Start of EXCERPT

Coronavirus prompts fast-tracked legislation ensuring people won’t have to live in limbo
The swift action taken by Scottish Government to tackle homelessness during the pandemic continues with amendments made today to the Unsuitable Accommodation Order. The changes equalise the law so that all people, not just families and pregnant women, in emergency accommodation must be rehoused into a more permanent home after 7 days.
While many of us are experiencing isolation and restrictions for the first time as a result of the coronavirus outbreak, they can be common for people who are homeless. Feelings of fear, isolation, loneliness and desperation were identified in our research with people stuck in unsuitable temporary accommodation. But today’s fast-tracking of legislation should make these experiences a thing of the past.
The changes to the Unsuitable Accommodation Order signal a win for our A Life in Limbo campaign. Launched in 2017, the campaign was in response to reports from our members and frontline staff, that people were languishing in unclean and unsafe accommodation for months and years on end.
Through the efforts of our members and campaign supporters, we won the campaign and expected the changes to be passed in the parliament in May 2021. By bringing forward the introduction of this legislation to today and including it in a package of emergency measures to support people in the pandemic, the Scottish Government is making a strong commitment to end homelessness for good and making sure that everyone has somewhere safe and settled to call home.
The temporary changes to the Unsuitable Accommodation Order include an amendment to allow for people who have been moved into hotels and B&B accommodation to stay there until 30 September 2020, for as long as that is the best option for them to self-isolate and adhere to social distancing guidelines. This is part of the Scottish Government’s public health commitment to ensure that people experiencing homelessness have access to accommodation to allow for self-isolation and social distancing.
Permanent changes to the Unsuitable Accommodation Order include:
- Extending it to apply to all homeless applicants, limiting the amount of time a person experiencing homelessness can spend in unsuitable temporary accommodation to 7 days
- Additional circumstances classifying accommodation as unsuitable if it:
- Does not meet minimum accommodation safety standards
- Is not within reasonable travelling distance of the person’s employment
- Is not suitable for children to visit, where the person has access to non-resident children.
- Supported accommodation provided by a third sector or charity that is providing health, child care or family welfare services
- Other types and models of temporary accommodation which can be considered suitable by local authorities including shared tenancy, community hosting and rapid access accommodation.
Over the past few weeks we have seen other significant changes which will help prevent and end people’s homelessness. The Westminster government recently restored housing benefit rates to cover the lowest third of rents – and the impact of this in Scotland is huge. Many more homes are now affordable to people on benefits and we must seize this opportunity to support people to move into safe and stable homes.
The Scottish Government have also taken welcome action to prevent people from losing their homes by banning evictions for six months.
These changes will ensure people can safely self-isolate. But more than that, they provide our staff with the means to which prevent and end people’s homelessness.
At Crisis, we will continue to play our part and work with the Scottish Government and others to support local authorities to meet the new changes in legislation and ensure people are fast-tracked into safe and secure homes.

End of EXCERPT
Start of INPUT DATA

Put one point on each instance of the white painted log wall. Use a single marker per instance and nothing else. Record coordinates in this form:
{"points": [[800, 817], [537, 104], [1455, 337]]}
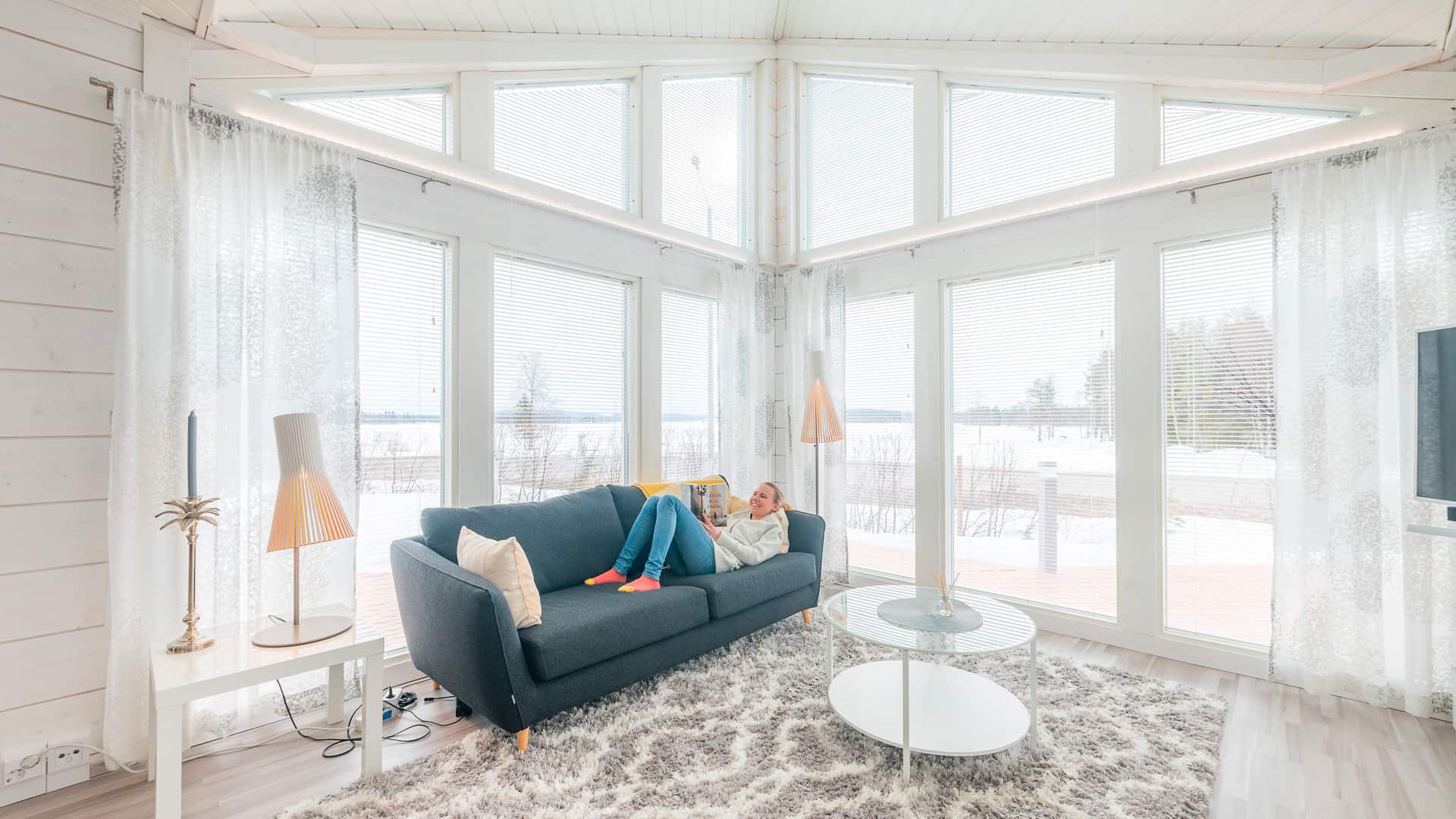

End of INPUT DATA

WORK REQUIRED: Return word for word the part of the homelessness article from "Coronavirus prompts fast-tracked" up to and including "after 7 days.". Base your work only on the homelessness article.

THE COMPLETED TASK:
Coronavirus prompts fast-tracked legislation ensuring people won’t have to live in limbo
The swift action taken by Scottish Government to tackle homelessness during the pandemic continues with amendments made today to the Unsuitable Accommodation Order. The changes equalise the law so that all people, not just families and pregnant women, in emergency accommodation must be rehoused into a more permanent home after 7 days.